• **PAGE TEXT**
_ _ _

Area Development
Six million cargo containers from around the world pass through our nation's seaports every year according to Stephen Flynn, former Coast Guard commander and senior fellow at the Council on Foreign Relations. Some of these containers may hold illegal drugs; explosives; chemical, biological, or radiological weapons; and illegal aliens. The Department of Homeland Security's (DHS) Customs and Border Protection (CBP) unit is charged with the critical task of determining if these items are present in shipping containers. Container inspection must be swift and accurate so port facilities operate efficiently without creating an ever-growing backlog of containers awaiting screening.

Security actually begins hundreds or thousands of miles away from American coasts with the Container Security Initiative (CSI). U.S. Customs and Border Protection agents work with their foreign counterparts to conduct inspections of high-risk cargo containers worldwide at approximately 40 foreign seaports. Inspection occurs before the containers are loaded onto ships bound for the United States.

_ _ _

• **APPLY WHAT YOU READ**
(a) Extract the passage on cargo container security from "Security actually begins" to "the United States.", copying it word for word.
(b) State whether each statement below agrees with the passage on cargo container security. Answer yes or no for each, and quote the words from the passage that decide it.
(i) Inspections of high-risk containers take place at about 40 foreign seaports.
(ii) Under the Container Security Initiative, containers are inspected after they arrive in the United States.
(iii) Stephen Flynn is described as a current Coast Guard commander.

• **DATA PROVIDED**
_ _ _

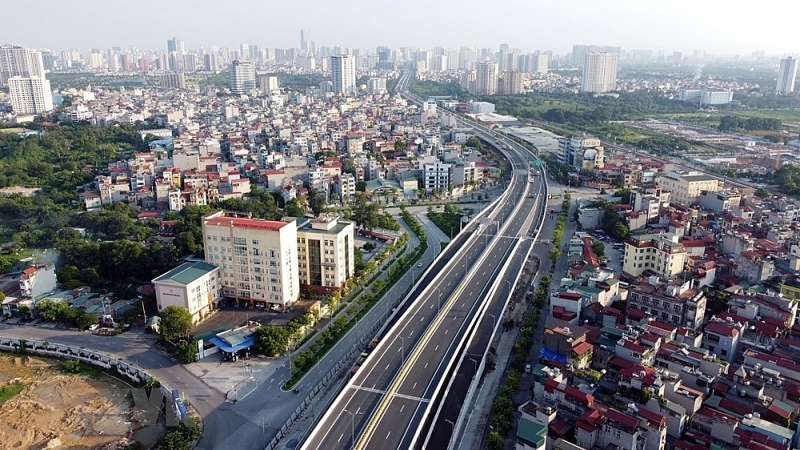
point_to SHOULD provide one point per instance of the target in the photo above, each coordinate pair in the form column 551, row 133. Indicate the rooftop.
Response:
column 188, row 272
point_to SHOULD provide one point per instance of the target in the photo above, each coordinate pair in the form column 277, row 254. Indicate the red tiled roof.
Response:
column 241, row 222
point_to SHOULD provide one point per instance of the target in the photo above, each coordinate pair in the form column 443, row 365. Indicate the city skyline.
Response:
column 521, row 24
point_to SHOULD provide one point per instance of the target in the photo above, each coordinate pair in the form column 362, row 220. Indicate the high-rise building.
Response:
column 175, row 45
column 17, row 61
column 242, row 76
column 305, row 37
column 30, row 95
column 512, row 83
column 211, row 62
column 343, row 74
column 486, row 78
column 269, row 85
column 579, row 52
column 257, row 258
column 787, row 73
column 600, row 72
column 125, row 60
column 173, row 80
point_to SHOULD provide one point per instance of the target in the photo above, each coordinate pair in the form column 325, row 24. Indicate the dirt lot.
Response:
column 62, row 411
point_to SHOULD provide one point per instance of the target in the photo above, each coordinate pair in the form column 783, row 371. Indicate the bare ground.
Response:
column 63, row 411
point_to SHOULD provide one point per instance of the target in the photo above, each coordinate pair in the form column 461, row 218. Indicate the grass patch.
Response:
column 9, row 391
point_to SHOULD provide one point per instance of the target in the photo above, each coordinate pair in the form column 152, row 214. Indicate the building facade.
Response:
column 787, row 74
column 325, row 252
column 600, row 72
column 257, row 258
column 242, row 77
column 30, row 95
column 343, row 73
column 192, row 285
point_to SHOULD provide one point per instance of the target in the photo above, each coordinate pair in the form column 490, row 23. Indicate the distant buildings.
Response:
column 486, row 78
column 173, row 80
column 343, row 72
column 30, row 95
column 600, row 72
column 787, row 72
column 242, row 76
column 17, row 61
column 706, row 97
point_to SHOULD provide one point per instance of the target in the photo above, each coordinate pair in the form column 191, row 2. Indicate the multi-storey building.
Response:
column 192, row 285
column 677, row 304
column 600, row 72
column 173, row 80
column 486, row 78
column 343, row 74
column 324, row 252
column 257, row 258
column 17, row 61
column 30, row 95
column 787, row 73
column 242, row 77
column 686, row 187
column 660, row 253
column 436, row 176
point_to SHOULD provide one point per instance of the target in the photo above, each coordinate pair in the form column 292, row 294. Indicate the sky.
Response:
column 716, row 26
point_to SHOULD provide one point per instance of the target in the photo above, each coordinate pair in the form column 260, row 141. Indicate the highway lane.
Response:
column 365, row 391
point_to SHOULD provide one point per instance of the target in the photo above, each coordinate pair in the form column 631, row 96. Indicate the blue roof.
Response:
column 226, row 347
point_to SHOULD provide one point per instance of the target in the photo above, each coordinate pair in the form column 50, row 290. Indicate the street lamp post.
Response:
column 352, row 426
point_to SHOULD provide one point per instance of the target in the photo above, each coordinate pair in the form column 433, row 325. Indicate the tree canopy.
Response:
column 176, row 323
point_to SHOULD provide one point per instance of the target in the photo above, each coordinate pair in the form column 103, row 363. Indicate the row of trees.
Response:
column 729, row 123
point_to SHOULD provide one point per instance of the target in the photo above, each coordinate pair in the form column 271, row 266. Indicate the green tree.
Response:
column 494, row 441
column 271, row 340
column 176, row 323
column 293, row 209
column 186, row 352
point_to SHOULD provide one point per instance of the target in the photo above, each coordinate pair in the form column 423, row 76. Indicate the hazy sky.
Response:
column 717, row 26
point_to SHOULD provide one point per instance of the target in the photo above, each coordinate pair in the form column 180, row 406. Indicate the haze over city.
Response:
column 681, row 25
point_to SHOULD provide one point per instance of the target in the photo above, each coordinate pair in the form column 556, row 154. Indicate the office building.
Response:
column 30, row 95
column 343, row 72
column 324, row 252
column 579, row 52
column 269, row 85
column 661, row 254
column 376, row 85
column 242, row 77
column 176, row 45
column 257, row 258
column 600, row 72
column 787, row 73
column 512, row 83
column 485, row 78
column 17, row 61
column 685, row 187
column 173, row 80
column 192, row 285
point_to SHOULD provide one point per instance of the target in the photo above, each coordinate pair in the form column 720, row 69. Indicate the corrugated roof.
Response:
column 187, row 272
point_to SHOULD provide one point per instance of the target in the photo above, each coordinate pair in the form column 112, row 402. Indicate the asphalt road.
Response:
column 387, row 400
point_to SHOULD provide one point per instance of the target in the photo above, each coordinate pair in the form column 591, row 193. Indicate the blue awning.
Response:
column 226, row 347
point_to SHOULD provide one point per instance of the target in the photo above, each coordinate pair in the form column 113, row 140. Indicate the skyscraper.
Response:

_ _ _

• **ANSWER SET**
(a)
Security actually begins hundreds or thousands of miles away from American coasts with the Container Security Initiative (CSI). U.S. Customs and Border Protection agents work with their foreign counterparts to conduct inspections of high-risk cargo containers worldwide at approximately 40 foreign seaports. Inspection occurs before the containers are loaded onto ships bound for the United States.

(b)
(i) Yes: "at approximately 40 foreign seaports"
(ii) No: "Inspection occurs before the containers are loaded onto ships bound for the United States."
(iii) No: "former Coast Guard commander"